Exercice proposé =>
Selon le texte sur les moulins à scie du Bas-Saguenay, pourquoi le travail au moulin n'était-il pas toujours facile ? Répondez en une à trois phrases.

Document source =>
---
L’histoire de la colonisation du Bas-Saguenay s’est construite dans la forêt. La compagnie des 21 débarque à la fin mai 1838, et déjà à l’automne de la même année, les premiers moulins à scie sont en service. Que ce soit à l’Anse au cheval à Petit-Saguenay ou du côté du camp de pêche des Price à L’Anse-Saint-Jean, l’activité forestière commence son parcours sur le territoire.
En 1870, on dénombrait 11 moulins à scie, juste dans la municipalité de L’Anse-Saint-Jean. De cette grande époque il ne reste qu’un moulin. Il est situé à l’entrée du rang de Périgny et son propriétaire, Serge Thibeault, le fait toujours fonctionner avec beaucoup d’attention.
« Mon grand-père Grégoire Thibeault avait un moulin à scie. Et ensuite, c’est mon père avec ses frères qui l’ont fait fonctionner. Dans ce temps-là, les gens ils faisaient le syndicat, comme on disait. Le moulin était installé en haut des chenaux, je me rappelle j’avais 4 ans pis je regardais toujours sortir le bois. On avait un camp en face du moulin et les gens du syndicat, ils nous amenaient leur bois avec des chevaux. Dans ce temps-là, le moulin il roulait sur deux quarts ! Un quart de nuit et un quart de jour ! » se souvient Serge Thibeault.
Le travail au moulin n’était pas toujours facile, c’était même la grosse misère de travailler dans le froid, de nuit sur la coupe, et pas toujours très payant. 6 piastres du 1000 pieds de bois scié, dans une bonne journée, on en sortait 10 000 pieds. Et avec ça, il fallait payer les hommes et garder le moulin en condition.
---
Données =>
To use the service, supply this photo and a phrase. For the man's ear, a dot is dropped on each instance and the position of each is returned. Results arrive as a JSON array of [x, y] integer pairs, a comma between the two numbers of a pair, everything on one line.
---
Corrigé =>
Il fallait travailler dans le froid, de nuit sur la coupe, et ce n'était pas toujours très payant. Le bois scié rapportait 6 piastres du 1000 pieds, on en sortait 10 000 pieds dans une bonne journée, et avec ça il fallait payer les hommes et garder le moulin en condition.